Set down everything from the start of the entries through the line containing "top-left (0, 72), bottom-right (251, 130)", both ends included, exactly as they appear. Leave the pictures out of your answer.

Dataset entries:
[BEGIN]
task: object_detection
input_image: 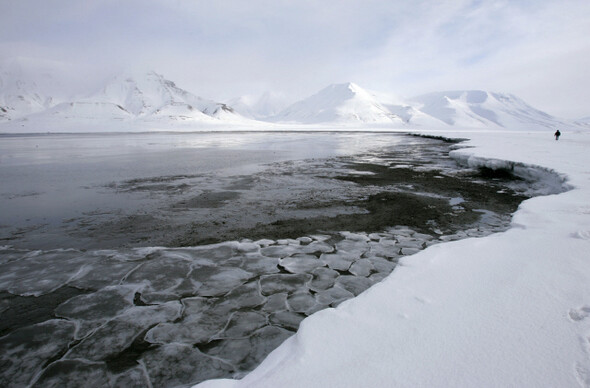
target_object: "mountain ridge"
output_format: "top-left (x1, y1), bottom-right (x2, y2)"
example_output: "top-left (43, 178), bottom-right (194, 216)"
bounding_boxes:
top-left (0, 63), bottom-right (589, 132)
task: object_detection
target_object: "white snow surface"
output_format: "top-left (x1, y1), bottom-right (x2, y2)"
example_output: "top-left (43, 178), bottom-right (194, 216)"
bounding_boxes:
top-left (198, 130), bottom-right (590, 388)
top-left (0, 62), bottom-right (590, 133)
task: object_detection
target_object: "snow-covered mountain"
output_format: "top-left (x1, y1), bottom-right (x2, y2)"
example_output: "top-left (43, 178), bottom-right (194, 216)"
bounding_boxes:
top-left (270, 83), bottom-right (403, 124)
top-left (412, 90), bottom-right (568, 129)
top-left (0, 60), bottom-right (52, 121)
top-left (226, 92), bottom-right (288, 120)
top-left (93, 72), bottom-right (235, 120)
top-left (0, 58), bottom-right (590, 132)
top-left (0, 72), bottom-right (251, 130)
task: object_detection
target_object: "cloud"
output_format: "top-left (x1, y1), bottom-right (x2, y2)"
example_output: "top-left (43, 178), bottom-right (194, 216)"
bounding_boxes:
top-left (0, 0), bottom-right (590, 116)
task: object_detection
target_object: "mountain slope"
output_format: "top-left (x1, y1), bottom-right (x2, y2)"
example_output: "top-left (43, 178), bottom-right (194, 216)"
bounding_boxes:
top-left (269, 83), bottom-right (403, 124)
top-left (412, 90), bottom-right (568, 129)
top-left (0, 61), bottom-right (52, 120)
top-left (92, 72), bottom-right (237, 120)
top-left (227, 92), bottom-right (287, 120)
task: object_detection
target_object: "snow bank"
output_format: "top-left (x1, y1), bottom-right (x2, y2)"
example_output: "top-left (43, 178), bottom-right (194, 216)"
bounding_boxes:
[END]
- **PROBLEM SOLUTION**
task: object_detection
input_image: 
target_object: "mountain ridge"
output_format: "top-left (x1, y1), bottom-right (x2, y2)"
example_output: "top-left (43, 178), bottom-right (194, 216)"
bounding_boxes:
top-left (0, 63), bottom-right (589, 132)
task: object_detection
target_object: "white snow surface"
output_format: "top-left (x1, y1), bottom-right (x2, y2)"
example_output: "top-left (43, 178), bottom-right (194, 216)"
bounding_boxes:
top-left (198, 130), bottom-right (590, 388)
top-left (0, 62), bottom-right (590, 133)
task: object_detection
target_object: "snow-covered mountain"
output_format: "top-left (x1, y1), bottom-right (x2, y2)"
example_output: "top-left (43, 178), bottom-right (194, 216)"
bounding_boxes:
top-left (270, 83), bottom-right (403, 124)
top-left (412, 90), bottom-right (568, 129)
top-left (0, 60), bottom-right (52, 121)
top-left (226, 92), bottom-right (288, 120)
top-left (93, 72), bottom-right (235, 120)
top-left (0, 58), bottom-right (590, 132)
top-left (0, 72), bottom-right (251, 130)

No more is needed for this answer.